━━━━━ RECORDED DATA

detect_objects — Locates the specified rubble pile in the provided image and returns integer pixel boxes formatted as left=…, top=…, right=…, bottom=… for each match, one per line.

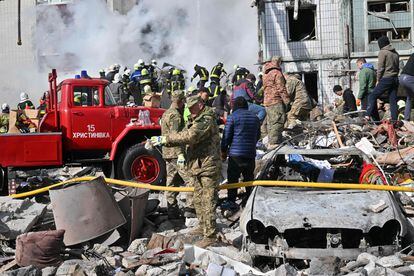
left=3, top=118, right=414, bottom=275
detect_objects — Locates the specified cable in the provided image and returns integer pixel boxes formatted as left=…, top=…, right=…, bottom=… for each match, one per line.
left=9, top=176, right=414, bottom=199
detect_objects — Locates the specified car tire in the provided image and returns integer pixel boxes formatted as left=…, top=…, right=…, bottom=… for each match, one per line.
left=120, top=144, right=166, bottom=186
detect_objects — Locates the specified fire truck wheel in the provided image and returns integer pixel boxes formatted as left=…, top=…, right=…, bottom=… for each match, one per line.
left=121, top=144, right=166, bottom=186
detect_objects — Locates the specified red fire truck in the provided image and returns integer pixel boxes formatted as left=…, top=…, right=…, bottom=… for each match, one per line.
left=0, top=69, right=166, bottom=193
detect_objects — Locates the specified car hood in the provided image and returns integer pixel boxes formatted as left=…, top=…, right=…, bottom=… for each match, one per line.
left=240, top=186, right=408, bottom=235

━━━━━━━━━━

YOUR INSTRUCTIONS ▸ Look above for the line containing "detect_objects — Locates the specified car hood". From there to the final line of the entries, repeat every line exactly.

TASK RESULT ▸
detect_objects — Locates the specified car hood in the provided image and returns integer pixel boxes formatted as left=…, top=…, right=…, bottom=… for each match, one per line.
left=240, top=186, right=408, bottom=235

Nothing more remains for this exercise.